Task item
Report each line from the entries in which "railing" can be found.

Stored data
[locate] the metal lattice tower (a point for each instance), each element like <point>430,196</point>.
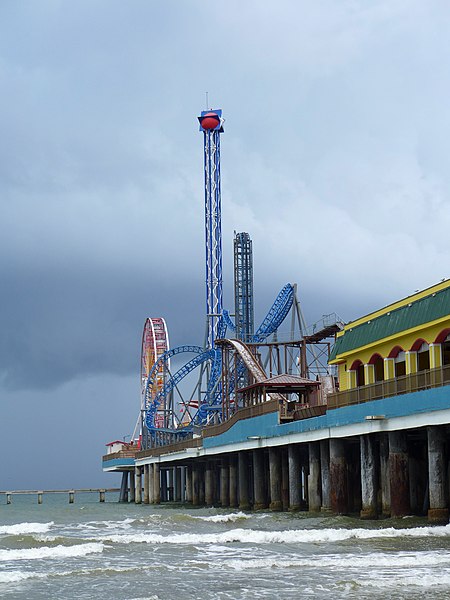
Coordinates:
<point>211,124</point>
<point>243,286</point>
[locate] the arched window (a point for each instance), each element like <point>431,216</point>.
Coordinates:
<point>358,366</point>
<point>378,367</point>
<point>444,339</point>
<point>398,354</point>
<point>423,354</point>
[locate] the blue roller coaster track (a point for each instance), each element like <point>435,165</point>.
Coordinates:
<point>274,318</point>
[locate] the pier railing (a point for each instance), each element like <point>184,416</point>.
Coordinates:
<point>71,493</point>
<point>414,382</point>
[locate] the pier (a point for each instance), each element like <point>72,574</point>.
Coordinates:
<point>377,447</point>
<point>342,418</point>
<point>70,493</point>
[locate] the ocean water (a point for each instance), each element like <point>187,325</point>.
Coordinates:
<point>89,550</point>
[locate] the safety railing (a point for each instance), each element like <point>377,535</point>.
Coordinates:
<point>415,382</point>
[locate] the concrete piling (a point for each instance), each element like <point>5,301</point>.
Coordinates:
<point>384,476</point>
<point>156,484</point>
<point>314,478</point>
<point>295,485</point>
<point>146,484</point>
<point>259,488</point>
<point>233,482</point>
<point>224,484</point>
<point>369,479</point>
<point>132,487</point>
<point>275,479</point>
<point>244,503</point>
<point>438,489</point>
<point>325,474</point>
<point>138,480</point>
<point>338,477</point>
<point>399,474</point>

Problem solution
[locate] the pier railing (a point for each instance), each element like <point>184,416</point>.
[locate] the safety railing (a point for each instance), each element like <point>377,535</point>.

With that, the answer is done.